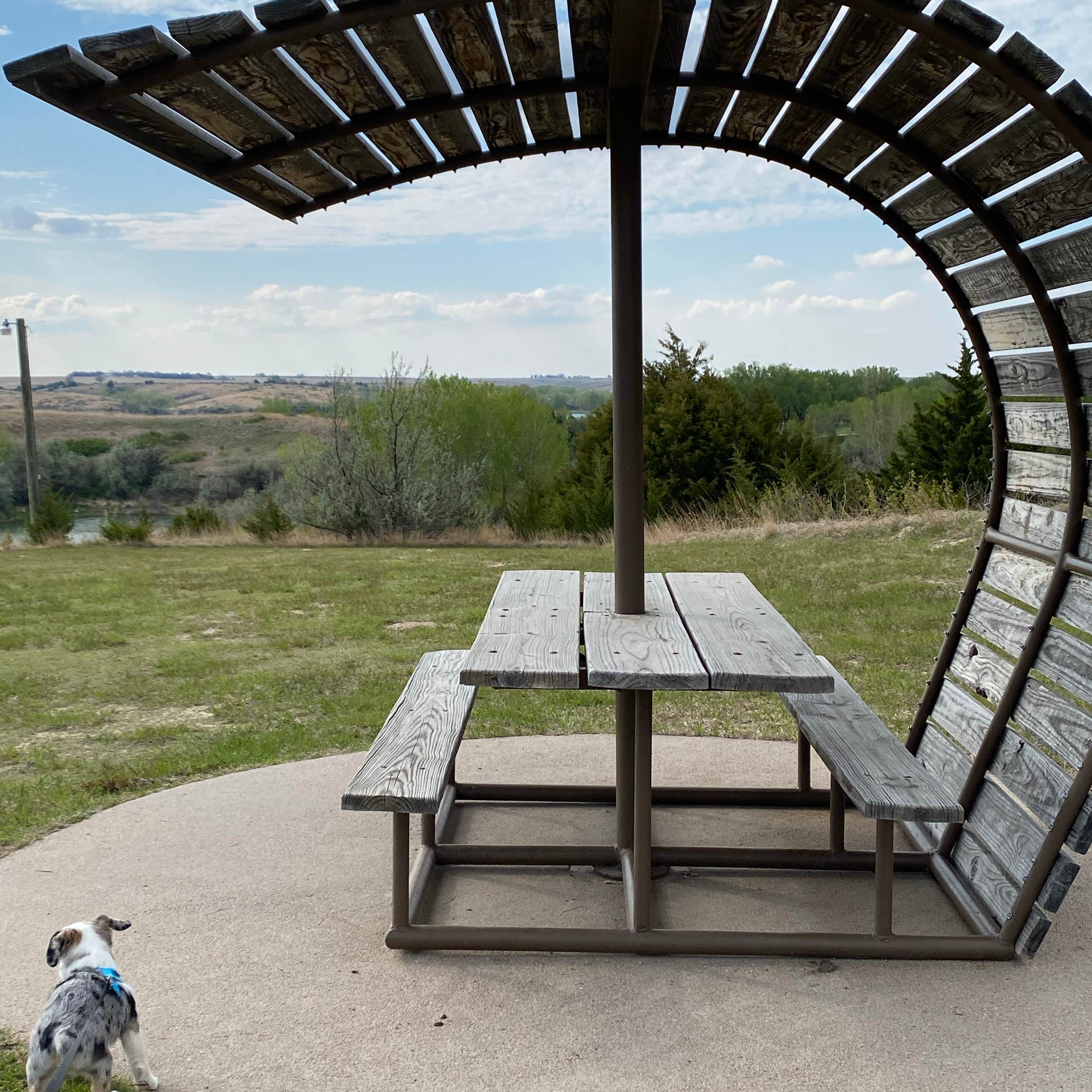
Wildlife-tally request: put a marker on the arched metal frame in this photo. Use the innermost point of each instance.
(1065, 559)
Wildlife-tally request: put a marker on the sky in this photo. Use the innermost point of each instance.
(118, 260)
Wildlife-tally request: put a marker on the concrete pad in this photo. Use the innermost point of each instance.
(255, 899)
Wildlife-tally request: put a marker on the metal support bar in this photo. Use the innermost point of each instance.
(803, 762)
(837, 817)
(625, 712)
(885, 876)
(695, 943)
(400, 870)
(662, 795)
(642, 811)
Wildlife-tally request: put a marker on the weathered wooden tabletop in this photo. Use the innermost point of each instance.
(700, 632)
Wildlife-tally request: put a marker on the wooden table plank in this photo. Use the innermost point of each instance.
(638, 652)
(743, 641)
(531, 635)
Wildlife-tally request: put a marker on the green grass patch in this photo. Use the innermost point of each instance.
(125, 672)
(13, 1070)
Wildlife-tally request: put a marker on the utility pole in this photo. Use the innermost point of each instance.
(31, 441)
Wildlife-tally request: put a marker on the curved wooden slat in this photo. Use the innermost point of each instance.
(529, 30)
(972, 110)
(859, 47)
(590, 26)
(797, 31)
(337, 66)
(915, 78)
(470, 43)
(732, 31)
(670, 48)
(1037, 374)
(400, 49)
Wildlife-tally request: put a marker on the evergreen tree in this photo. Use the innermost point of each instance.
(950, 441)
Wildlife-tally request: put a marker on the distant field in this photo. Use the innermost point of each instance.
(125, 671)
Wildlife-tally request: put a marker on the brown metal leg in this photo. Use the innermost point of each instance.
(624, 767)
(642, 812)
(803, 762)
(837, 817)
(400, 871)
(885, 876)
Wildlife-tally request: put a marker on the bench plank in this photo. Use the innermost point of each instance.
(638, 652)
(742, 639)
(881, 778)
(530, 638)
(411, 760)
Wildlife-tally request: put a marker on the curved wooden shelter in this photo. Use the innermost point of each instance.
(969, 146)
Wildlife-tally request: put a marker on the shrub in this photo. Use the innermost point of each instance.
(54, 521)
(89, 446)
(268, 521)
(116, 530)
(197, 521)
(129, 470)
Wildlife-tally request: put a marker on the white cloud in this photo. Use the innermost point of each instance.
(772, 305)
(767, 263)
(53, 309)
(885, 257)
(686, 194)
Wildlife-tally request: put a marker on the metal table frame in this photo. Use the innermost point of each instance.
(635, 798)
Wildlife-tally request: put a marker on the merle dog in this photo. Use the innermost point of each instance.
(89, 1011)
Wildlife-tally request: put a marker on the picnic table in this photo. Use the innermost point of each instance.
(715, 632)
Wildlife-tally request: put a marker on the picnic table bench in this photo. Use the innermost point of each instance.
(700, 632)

☆ ☆ ☆ ☆ ☆

Leave every image out, and retype the material exactly.

Response to this exercise
Wildlife-tally request: put a marker on the arched metal frame in this photo. Use the innermost point of each instance.
(1065, 559)
Wildlife-tally request: put a marker on the sky in this photo. Use the innermost point of each instance.
(118, 260)
Wildlife-tally request: put a marker on the concrete pad in this photo. Use the innermost point of each instance.
(255, 899)
Wildlife-tally request: put a marker on the metal support bar in this photo. Use the innermost point of each instance.
(803, 762)
(837, 817)
(625, 712)
(885, 876)
(695, 943)
(400, 870)
(662, 795)
(642, 811)
Wildlife-tally request: put a marker on the weathered wooden tabletop in this photo. Use the innermost point of each instance.
(700, 632)
Wildlife-tally request: put a marker on the wooden table plank in this photo. Use the innermost point of each instance.
(638, 652)
(743, 641)
(531, 635)
Wildlife-tally request: put a marker on the green grass patch in this photo. Use the innermost point of each instance.
(125, 672)
(13, 1070)
Wildlife-tally request: put a marker on the utility pole in this photo. Use the innermost point of each instance.
(31, 441)
Wildlife-tally request: put a marker on the curved wooden slat in this photo. Use the innermost point of each instance.
(529, 30)
(972, 110)
(859, 47)
(590, 26)
(797, 31)
(337, 66)
(915, 78)
(470, 43)
(732, 31)
(670, 48)
(1037, 374)
(400, 49)
Wildlife-tally request: put a marker on the evergreen tree in this photo. Use the innermost point of each instance.
(950, 441)
Wildlife-tally request: put a marker on the distant field in this photo. Use the innermost point of each instance.
(125, 671)
Wildlife-tally request: put a marker on the brown metal leg in this photo. Use the innermost point of each instance.
(624, 767)
(642, 812)
(803, 762)
(837, 817)
(400, 871)
(885, 876)
Wildlife-tally request: put a marker on the bench plank in this photo. Use the innermost point of each instance.
(638, 652)
(742, 639)
(881, 778)
(530, 638)
(411, 760)
Wildlife-tally request: put a marker on the curved wooden shelter in this photo. Use the innermost point of each instance.
(969, 146)
Wildlife-tally request: put a marker on the shrub in this photo. Use the innermost point of each instance.
(54, 521)
(89, 446)
(268, 521)
(116, 530)
(197, 521)
(129, 470)
Wildlife-tally request: put a marker on the white cloud in this photo. Use the innermost point of each instance.
(772, 305)
(767, 263)
(53, 309)
(885, 257)
(686, 194)
Wildlife-tally request: put a marker on the metal table frame in this photo. Use the innermost point of each instance.
(635, 798)
Wildlife-tally request: put a marker on the merle dog in this photo. Use the innermost point of each instance.
(89, 1011)
Wildlife-tally request: put a marker on the picnic table in this photo. Use the innermost point of each instance.
(715, 632)
Wildlife-tally request: put a marker on the picnic table bench in this photo. Use the innermost point of each instance.
(700, 632)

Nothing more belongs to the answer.